Quote the part of the data below that opens with the line containing "Might I ask you to point at the white teacup" and closes with the line containing "point(516, 191)", copying those lines exactly.
··· SUPPLIED DATA ···
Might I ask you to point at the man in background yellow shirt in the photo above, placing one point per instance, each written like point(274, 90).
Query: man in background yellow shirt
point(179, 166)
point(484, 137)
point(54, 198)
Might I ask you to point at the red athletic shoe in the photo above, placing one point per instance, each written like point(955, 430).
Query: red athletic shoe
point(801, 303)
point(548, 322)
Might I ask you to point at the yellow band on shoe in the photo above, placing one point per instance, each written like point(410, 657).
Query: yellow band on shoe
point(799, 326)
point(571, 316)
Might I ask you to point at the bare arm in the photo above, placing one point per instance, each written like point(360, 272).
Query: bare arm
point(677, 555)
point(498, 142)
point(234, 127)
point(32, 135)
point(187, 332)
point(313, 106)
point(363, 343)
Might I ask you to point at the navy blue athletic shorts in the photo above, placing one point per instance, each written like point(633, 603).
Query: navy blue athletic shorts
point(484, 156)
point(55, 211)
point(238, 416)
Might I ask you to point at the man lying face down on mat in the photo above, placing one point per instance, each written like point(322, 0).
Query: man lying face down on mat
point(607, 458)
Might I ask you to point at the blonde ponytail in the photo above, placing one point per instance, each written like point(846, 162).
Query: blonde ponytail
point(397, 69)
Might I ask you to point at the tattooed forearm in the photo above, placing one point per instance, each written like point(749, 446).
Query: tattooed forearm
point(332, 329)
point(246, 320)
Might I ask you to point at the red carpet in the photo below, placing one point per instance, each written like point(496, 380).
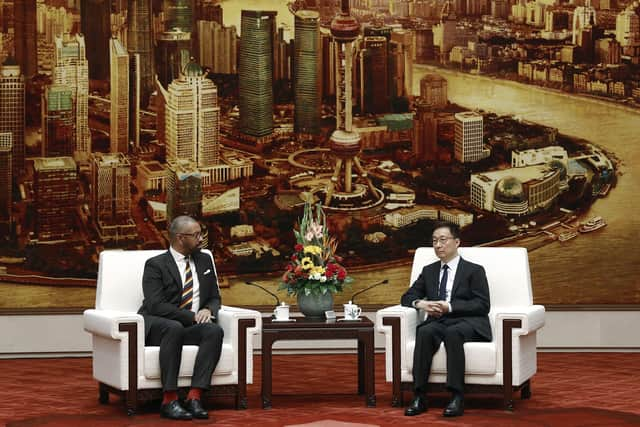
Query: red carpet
point(570, 389)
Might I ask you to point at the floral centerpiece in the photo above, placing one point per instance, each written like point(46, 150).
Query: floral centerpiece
point(313, 273)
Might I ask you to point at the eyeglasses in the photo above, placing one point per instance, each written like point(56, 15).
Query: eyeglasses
point(195, 235)
point(441, 240)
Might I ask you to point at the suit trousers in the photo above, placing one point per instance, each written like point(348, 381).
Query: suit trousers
point(454, 333)
point(171, 335)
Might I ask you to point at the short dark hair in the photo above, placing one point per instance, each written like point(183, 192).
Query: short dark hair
point(179, 224)
point(453, 228)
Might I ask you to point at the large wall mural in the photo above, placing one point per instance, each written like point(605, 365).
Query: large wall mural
point(389, 118)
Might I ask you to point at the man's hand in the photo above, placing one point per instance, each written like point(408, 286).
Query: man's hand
point(433, 308)
point(203, 316)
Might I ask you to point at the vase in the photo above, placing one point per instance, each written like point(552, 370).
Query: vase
point(314, 306)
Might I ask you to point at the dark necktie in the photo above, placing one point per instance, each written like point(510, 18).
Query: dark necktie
point(187, 290)
point(442, 291)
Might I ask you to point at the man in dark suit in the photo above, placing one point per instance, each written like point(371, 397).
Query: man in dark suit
point(454, 294)
point(180, 307)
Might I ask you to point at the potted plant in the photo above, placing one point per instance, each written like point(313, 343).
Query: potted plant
point(313, 273)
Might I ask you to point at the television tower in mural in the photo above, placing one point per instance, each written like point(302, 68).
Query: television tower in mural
point(342, 192)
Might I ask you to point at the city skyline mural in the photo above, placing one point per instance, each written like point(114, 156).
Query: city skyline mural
point(515, 120)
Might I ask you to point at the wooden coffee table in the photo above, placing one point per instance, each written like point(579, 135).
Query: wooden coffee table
point(316, 329)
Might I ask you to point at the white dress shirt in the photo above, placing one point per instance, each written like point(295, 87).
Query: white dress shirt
point(453, 267)
point(451, 275)
point(181, 261)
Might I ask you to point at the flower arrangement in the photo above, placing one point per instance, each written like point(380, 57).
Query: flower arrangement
point(313, 267)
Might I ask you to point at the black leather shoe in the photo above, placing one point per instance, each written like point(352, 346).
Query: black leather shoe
point(174, 411)
point(455, 408)
point(417, 406)
point(195, 407)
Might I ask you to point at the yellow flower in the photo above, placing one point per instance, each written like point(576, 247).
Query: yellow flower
point(318, 270)
point(312, 249)
point(306, 263)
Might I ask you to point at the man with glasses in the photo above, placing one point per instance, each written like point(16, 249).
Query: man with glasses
point(180, 307)
point(454, 294)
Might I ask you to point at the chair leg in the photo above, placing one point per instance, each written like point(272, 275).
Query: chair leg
point(525, 391)
point(103, 394)
point(131, 401)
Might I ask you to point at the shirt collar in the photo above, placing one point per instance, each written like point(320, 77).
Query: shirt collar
point(177, 256)
point(453, 264)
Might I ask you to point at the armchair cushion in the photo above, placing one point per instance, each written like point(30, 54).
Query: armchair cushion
point(189, 352)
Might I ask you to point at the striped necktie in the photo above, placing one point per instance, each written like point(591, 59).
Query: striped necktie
point(442, 291)
point(187, 290)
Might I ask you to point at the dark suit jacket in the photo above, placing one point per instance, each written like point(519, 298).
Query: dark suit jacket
point(162, 288)
point(469, 295)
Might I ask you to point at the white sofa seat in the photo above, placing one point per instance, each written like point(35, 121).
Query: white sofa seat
point(122, 364)
point(507, 362)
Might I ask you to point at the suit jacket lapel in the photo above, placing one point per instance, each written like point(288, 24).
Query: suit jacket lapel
point(456, 280)
point(173, 269)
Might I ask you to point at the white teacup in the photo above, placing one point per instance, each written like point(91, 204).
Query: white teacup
point(281, 312)
point(352, 311)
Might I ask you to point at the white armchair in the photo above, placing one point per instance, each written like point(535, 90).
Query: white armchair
point(123, 365)
point(507, 363)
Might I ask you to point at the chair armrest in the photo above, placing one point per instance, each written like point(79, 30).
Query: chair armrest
point(106, 323)
point(228, 318)
point(408, 319)
point(531, 317)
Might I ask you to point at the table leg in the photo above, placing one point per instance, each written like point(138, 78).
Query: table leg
point(366, 338)
point(361, 368)
point(267, 346)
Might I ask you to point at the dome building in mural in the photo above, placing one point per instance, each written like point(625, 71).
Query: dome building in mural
point(516, 191)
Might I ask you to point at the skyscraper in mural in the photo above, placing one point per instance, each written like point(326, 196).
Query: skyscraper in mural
point(25, 36)
point(174, 43)
point(307, 73)
point(345, 142)
point(184, 189)
point(218, 47)
point(469, 138)
point(255, 72)
point(111, 197)
point(6, 186)
point(192, 119)
point(139, 42)
point(56, 191)
point(72, 69)
point(375, 76)
point(58, 121)
point(95, 22)
point(12, 111)
point(119, 79)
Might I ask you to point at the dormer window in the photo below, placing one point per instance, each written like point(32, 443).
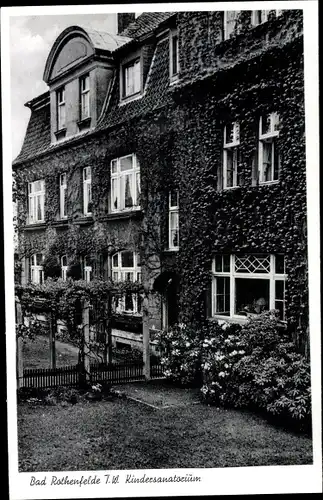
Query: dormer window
point(61, 110)
point(84, 97)
point(131, 78)
point(174, 56)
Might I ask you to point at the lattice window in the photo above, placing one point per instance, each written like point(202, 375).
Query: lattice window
point(252, 264)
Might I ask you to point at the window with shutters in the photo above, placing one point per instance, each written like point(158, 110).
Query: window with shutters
point(248, 284)
point(268, 154)
point(36, 202)
point(125, 183)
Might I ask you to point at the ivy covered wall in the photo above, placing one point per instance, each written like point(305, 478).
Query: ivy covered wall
point(257, 71)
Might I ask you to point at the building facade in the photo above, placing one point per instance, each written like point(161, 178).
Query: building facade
point(173, 153)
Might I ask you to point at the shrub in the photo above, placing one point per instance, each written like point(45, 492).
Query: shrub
point(181, 353)
point(258, 368)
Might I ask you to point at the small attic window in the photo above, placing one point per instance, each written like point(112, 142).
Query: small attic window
point(173, 55)
point(131, 78)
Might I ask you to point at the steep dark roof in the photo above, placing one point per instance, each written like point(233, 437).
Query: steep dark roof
point(155, 94)
point(146, 22)
point(37, 137)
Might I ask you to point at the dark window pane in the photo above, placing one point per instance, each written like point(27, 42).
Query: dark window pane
point(226, 263)
point(218, 263)
point(220, 286)
point(127, 259)
point(279, 292)
point(252, 296)
point(280, 264)
point(219, 303)
point(279, 305)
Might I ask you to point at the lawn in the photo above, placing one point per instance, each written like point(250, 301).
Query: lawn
point(125, 434)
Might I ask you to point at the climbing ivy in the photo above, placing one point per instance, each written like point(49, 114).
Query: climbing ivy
point(180, 145)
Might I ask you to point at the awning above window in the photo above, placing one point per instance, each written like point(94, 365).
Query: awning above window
point(165, 280)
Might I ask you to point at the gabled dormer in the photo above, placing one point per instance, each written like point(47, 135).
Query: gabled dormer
point(79, 72)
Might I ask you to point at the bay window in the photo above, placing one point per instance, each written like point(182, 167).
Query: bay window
point(125, 183)
point(126, 267)
point(87, 191)
point(269, 162)
point(36, 271)
point(231, 173)
point(63, 198)
point(36, 201)
point(248, 284)
point(173, 221)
···
* CORRECT RESPONSE
Might I ask you to point at the white teacup in the photo above, placing one point per instance, each written like point(91, 204).
Query: white teacup
point(281, 312)
point(352, 311)
Might I ask you to point at the white armchair in the photo above, placing one point per instance, each written like point(535, 90).
Query: white armchair
point(123, 365)
point(507, 363)
Might I ask you to point at the chair armrest in the photo above, placing one point per instance, each written like point(79, 30).
Query: chair armrest
point(106, 323)
point(228, 318)
point(408, 319)
point(531, 317)
Might I ask you to point at the table leg in the photo above, placing one point per instance, each written like point(138, 78).
Query: table leg
point(366, 338)
point(361, 368)
point(267, 346)
Might I ask you to point at the dome building in mural in the photo above, placing one point per instance, each written like point(625, 71).
Query: dome building in mural
point(516, 191)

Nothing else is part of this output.